** PAGE **
I had the local hardware dept custom cut 3/4 boards & then i glued & bolted them together for a really beefy and extremely flat baseboard. Cost about $40 CDN.

David Crossley/Crossley Photography....

Bob_5853
31-Mar-2006, 10:16
Donald,

I agree with the early posters this is exactly the type of base that comes with LPL enlargers. It's stable, flat, clean and probably reduces vibrations due to the mass. The only thing I would add that it may be easier find a reasonable kitchen counter person and have them finish the edges with laminate or vinyl edging. It will look better, preserve the edges over time and eliminate another source of dust. Almost forgot choose a neutral grey color laminate.

paulr
31-Mar-2006, 11:15
"' ... and probably reduces vibrations due to the mass."

for this reason it's the prefered material for loudspeaker enclosures. even in high end speakers that cost as much as a car, and have veneers of exotic hardwood, there's usually a humble MDF box on the inside.

Richard Schlesinger
31-Mar-2006, 11:53
My local Home Depot has some really good looking pieces of many-layered plywood in sizes precut about the right size for a base board. While I haven't bothered to rplace mine (it is scarred and discolored) the price at Home Depot was very reasonable and they will cut to whatever size you want.

** SHORT EXERCISE A **
Count the lines of the records that contain the string "grassy", and reply with only that number.

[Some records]

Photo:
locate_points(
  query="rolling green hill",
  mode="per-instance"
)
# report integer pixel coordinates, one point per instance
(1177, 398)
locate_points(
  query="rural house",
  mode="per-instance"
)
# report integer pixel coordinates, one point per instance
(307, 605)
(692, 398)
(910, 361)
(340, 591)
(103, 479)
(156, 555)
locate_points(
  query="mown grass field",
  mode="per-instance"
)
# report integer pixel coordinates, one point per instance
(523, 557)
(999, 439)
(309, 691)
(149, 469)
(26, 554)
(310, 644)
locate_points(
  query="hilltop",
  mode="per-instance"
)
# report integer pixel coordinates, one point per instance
...
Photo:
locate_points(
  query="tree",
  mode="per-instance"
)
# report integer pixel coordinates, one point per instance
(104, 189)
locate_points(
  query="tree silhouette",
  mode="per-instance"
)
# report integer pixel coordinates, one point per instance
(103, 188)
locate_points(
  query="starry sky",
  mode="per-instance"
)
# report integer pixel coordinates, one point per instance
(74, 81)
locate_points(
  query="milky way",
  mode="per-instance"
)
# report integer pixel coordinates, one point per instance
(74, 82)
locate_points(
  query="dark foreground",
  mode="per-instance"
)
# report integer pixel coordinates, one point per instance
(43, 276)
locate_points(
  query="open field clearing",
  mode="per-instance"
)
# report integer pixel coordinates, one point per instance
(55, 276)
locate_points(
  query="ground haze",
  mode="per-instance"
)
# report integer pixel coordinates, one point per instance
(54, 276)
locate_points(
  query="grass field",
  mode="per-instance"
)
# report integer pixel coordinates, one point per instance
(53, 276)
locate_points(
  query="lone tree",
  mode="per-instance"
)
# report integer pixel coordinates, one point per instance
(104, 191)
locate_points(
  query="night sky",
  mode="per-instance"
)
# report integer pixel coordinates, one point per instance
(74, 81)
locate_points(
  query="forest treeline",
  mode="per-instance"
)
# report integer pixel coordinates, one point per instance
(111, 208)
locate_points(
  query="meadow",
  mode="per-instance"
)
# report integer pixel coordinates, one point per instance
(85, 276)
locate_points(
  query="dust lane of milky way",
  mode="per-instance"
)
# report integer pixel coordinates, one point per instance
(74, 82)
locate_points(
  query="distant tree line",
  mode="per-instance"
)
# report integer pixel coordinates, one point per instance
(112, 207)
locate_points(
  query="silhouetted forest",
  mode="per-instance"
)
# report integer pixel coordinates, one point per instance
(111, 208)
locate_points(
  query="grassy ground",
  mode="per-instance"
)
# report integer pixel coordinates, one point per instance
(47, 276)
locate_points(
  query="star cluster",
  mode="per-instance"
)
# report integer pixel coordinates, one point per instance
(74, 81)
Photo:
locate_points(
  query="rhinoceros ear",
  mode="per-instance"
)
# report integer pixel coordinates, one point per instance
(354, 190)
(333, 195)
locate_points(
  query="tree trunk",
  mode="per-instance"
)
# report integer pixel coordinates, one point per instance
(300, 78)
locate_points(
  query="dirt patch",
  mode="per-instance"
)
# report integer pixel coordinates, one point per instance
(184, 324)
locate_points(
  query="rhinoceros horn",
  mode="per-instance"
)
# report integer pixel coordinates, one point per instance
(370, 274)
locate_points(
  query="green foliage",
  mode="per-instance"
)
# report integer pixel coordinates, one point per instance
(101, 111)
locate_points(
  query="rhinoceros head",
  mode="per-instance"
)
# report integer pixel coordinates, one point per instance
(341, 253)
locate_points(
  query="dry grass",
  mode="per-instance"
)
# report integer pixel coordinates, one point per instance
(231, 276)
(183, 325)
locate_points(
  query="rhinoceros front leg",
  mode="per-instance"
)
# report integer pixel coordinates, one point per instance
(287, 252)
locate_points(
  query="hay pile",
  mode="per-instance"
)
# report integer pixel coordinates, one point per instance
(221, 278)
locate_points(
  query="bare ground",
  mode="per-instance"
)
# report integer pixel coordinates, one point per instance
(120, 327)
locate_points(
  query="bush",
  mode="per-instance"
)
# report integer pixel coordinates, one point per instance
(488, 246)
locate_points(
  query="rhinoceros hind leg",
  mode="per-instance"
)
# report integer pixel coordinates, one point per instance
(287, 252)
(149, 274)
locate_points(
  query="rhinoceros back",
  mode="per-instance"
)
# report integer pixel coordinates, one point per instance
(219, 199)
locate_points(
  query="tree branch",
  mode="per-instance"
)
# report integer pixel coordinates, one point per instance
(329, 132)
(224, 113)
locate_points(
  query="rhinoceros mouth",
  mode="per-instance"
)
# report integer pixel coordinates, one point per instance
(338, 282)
* * *
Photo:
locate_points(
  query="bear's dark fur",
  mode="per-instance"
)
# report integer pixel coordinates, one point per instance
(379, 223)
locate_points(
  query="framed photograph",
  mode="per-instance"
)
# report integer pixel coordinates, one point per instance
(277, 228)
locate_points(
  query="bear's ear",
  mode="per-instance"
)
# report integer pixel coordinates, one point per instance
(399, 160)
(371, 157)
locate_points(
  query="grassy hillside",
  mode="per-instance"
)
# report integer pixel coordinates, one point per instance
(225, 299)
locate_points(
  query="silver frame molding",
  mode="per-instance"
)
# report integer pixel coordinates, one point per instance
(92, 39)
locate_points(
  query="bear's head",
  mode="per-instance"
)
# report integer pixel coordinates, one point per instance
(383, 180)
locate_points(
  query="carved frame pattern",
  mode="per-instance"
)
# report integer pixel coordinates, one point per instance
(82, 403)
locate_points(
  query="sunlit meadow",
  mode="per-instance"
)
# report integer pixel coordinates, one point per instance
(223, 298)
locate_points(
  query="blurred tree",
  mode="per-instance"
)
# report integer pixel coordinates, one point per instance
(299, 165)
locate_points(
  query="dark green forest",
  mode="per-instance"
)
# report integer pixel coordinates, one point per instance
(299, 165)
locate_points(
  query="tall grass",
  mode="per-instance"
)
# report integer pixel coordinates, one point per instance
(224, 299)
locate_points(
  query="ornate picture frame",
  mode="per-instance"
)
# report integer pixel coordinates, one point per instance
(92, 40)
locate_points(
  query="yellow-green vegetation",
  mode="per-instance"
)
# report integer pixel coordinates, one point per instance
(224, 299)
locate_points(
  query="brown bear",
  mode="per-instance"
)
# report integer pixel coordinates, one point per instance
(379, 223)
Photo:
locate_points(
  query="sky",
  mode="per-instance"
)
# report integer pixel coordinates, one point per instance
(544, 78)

** SHORT EXERCISE B **
List every name in the forum thread that appears directly above a date and time, along with that date and time.

** RESPONSE A **
2

** RESPONSE B **
- Bob_5853, 31-Mar-2006, 10:16
- paulr, 31-Mar-2006, 11:15
- Richard Schlesinger, 31-Mar-2006, 11:53